• _TEXTE À LIRE_
⁂

SEance 3
Pourquoi peut-on dire que l’océan Indien constitue le coeur de la mondialisation au XVe siècle ?
Objectifs :
- Présenter un documents
- Repérer des points de vue dans des documents
- Rédiger un paragraphe
Temps 2 : Pourquoi peut-on dire que l’océan Indien constitue le coeur de la mondialisation au XVe siècle ?
Questions :
- Montre que le port de Calicut est un port au coeur des échanges dans l’océan Indien ? (documents 1 et 2)
- Dans quel produit le port de Calicut est-il spécialisé ? (document 2)
- Présente les documents 3 et 4 ?
- Comment Vasco de Gama est-il accueilli à son arrivée à Calicut d’après le document 3 ? Quels sont ses buts ?
- Quels sont les principaux reproches fait par l’auteur du document 4 aux Portugais ?
- Comment expliques-tu les critiques du document 4 ?
- A partir de tes réponses, montre que le regard porté sur l’arrivée de Vasco de Gama à Calicut est différent selon le point de vue.
Document 1 : l’océan Indien au XVe siècle : premier espace économique dans le monde.
Document 2 : le port de Calicut dans les années 1440.
Calicut est un port parfaitement sûr qui, comme celui d'Ormuz, réunit des marchands de toutes les contrées et où l'on trouve en abondance des produits rares venus de Da(e?) ryabar, du Pays sous le Vent [région de la Malaisie], d'Abyssinie et de Zanj [régions de l'Afrique équatoriale]. Parfois y arrivent des bateaux venant de la Maison de Dieu [La Mecque] et d'autres villes du Hedjaz [région de La Mecque], qui y font escale pour un temps. C'est une ville habitée par les infidèles et qui relève donc du territoire de la guerre. On y trouve cependant un grand nombre de musulmans, qui ont là leur résidence et ont construit deux mosquées où ils se réunissent pour la prière du vendredi. Il règne dans cette ville tant de sécurité et de justice que les marchands les plus riches y apportent des cargaisons considérables qu'ils débarquent et jettent négligemment sur les marchés, sans songer à en vérifier le compte. [...] De Calicut partent continuellement des vaisseaux qui font voile pour La Mecque et sont le plus souvent chargés de poivre. Les habitants de Calicut sont de hardis navigateurs : on les désigne par le nom de [Fils du Chinois] et les pirates n'osent pas en attaquer les bâtiments. On trouve dans ce port tous les objets que l'on peut désirer.

⁂

Entrées de la collection:
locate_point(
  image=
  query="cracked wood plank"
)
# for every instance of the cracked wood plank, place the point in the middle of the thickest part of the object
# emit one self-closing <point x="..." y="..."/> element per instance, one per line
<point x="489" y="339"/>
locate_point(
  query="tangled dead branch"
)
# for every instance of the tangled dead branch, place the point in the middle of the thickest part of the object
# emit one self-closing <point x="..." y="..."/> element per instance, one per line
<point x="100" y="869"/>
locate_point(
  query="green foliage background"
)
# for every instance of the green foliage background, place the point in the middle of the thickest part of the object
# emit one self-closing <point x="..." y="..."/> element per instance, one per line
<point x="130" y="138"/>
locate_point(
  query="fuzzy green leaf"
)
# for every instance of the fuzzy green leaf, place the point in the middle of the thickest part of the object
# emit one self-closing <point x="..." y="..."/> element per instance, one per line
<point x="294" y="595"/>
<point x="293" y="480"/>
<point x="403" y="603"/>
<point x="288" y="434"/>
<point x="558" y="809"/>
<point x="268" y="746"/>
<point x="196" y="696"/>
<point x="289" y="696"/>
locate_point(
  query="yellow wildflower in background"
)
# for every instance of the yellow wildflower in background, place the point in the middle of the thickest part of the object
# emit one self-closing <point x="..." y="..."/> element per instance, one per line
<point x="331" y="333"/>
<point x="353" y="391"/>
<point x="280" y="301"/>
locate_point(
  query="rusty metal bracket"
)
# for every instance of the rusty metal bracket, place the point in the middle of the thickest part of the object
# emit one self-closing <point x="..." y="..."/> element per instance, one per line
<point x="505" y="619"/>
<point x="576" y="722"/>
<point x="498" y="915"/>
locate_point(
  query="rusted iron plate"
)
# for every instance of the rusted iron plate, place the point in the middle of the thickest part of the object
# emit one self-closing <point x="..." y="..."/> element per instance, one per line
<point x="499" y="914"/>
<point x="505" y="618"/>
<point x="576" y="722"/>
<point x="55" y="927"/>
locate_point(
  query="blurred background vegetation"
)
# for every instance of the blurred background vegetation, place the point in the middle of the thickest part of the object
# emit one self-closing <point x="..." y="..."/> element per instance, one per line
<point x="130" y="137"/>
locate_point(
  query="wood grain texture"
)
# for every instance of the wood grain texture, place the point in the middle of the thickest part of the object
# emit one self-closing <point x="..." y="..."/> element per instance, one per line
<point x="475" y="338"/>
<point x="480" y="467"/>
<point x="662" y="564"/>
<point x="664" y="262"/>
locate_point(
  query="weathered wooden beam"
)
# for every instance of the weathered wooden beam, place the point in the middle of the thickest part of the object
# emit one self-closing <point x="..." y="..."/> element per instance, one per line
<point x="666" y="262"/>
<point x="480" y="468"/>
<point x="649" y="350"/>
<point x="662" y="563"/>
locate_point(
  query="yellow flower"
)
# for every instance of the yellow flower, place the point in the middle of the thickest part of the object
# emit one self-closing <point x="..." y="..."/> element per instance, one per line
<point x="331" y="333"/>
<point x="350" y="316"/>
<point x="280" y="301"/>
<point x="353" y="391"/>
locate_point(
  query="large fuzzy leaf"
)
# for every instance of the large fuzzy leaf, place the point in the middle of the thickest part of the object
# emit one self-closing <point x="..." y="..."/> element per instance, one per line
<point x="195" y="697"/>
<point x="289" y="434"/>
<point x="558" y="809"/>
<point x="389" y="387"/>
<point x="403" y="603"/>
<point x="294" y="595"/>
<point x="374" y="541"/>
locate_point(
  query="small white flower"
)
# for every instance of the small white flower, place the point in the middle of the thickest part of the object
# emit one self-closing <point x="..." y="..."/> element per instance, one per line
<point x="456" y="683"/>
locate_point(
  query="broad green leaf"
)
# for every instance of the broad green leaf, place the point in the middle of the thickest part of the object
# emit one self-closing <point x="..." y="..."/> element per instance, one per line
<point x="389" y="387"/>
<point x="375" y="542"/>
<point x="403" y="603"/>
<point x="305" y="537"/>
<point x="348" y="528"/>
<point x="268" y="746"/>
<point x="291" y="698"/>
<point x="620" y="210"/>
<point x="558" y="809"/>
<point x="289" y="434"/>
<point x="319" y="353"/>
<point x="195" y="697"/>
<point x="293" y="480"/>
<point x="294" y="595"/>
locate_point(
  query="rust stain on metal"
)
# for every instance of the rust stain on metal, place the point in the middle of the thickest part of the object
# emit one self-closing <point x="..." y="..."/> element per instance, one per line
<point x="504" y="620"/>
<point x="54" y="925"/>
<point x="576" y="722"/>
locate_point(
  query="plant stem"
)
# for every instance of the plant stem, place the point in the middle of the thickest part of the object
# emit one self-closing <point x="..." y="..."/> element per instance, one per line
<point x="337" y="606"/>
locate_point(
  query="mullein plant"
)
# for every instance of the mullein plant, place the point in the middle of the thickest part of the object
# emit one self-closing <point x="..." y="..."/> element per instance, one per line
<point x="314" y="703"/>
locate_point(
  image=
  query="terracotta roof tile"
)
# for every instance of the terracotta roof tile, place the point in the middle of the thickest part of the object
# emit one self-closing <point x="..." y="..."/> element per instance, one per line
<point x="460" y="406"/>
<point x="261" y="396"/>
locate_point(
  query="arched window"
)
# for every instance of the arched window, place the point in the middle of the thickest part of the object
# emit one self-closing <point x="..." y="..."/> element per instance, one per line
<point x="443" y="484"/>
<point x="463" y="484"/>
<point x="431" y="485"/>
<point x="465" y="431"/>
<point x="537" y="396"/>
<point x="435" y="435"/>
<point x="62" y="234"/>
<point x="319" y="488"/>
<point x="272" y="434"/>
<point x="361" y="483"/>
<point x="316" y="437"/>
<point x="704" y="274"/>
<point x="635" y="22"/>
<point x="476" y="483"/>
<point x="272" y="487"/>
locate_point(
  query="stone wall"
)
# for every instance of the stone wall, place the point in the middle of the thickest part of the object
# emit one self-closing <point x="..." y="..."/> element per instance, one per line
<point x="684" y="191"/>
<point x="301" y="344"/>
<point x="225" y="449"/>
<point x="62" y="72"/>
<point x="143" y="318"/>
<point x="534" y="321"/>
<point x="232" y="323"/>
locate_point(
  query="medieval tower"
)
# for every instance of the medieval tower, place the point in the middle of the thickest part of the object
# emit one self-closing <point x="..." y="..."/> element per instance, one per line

⁂

• _CONSIGNE ÉCRITE 1_
Réponds à ces questions sur le texte consacré à l'océan Indien et à Calicut :
(a) Quel est le dernier objectif de la séance ?
(b) Combien de mosquées les musulmans ont-ils construites à Calicut selon le document 2 ?
(c) De quel produit les vaisseaux qui partent de Calicut pour La Mecque sont-ils le plus souvent chargés ?
• _CONSIGNE ÉCRITE 2_
Relève tous les documents, désignés par leur numéro, que le texte sur l'océan Indien et Calicut mentionne.
• _CONSIGNE ÉCRITE 3_
Reprends le texte sur le port de Calicut à la suite de sa dernière phrase et poursuis-le.
Les lignes de la collection constituent un matériau distinct du texte à lire.

• _RÉPONSE ÉCRITE 1_
(a) Rédiger un paragraphe.
(b) Deux mosquées.
(c) De poivre.

• _RÉPONSE ÉCRITE 2_
Document 1, document 2, document 3, document 4.

• _RÉPONSE ÉCRITE 3_
Relation de l'ambassadeur Abd al-Razzaq al-Samarqandi au nom du sultan timouride de Shahrukh. Traduction Etienne Quatremère, Notices et extraits des manuscrits de la Bibliothèque du Roi, XIV, 1843.
Cité par Patrick Boucheron, Inventer le monde. Une histoire globale du XVe siècle, La Documentation Française, 2012.
Cité par Patrick Boucheron, Inventer le monde. Une histoire globale du XVe siècle, La Documentation Française, 2012.
Document 3 : l'arrivée de Vasco de Gama à Calicut.
En touchant Calicut le 19 mai 1498, le Portugais Vasco de Gama est le premier Européen à rallier l'Inde par la mer en contournant l'Afrique.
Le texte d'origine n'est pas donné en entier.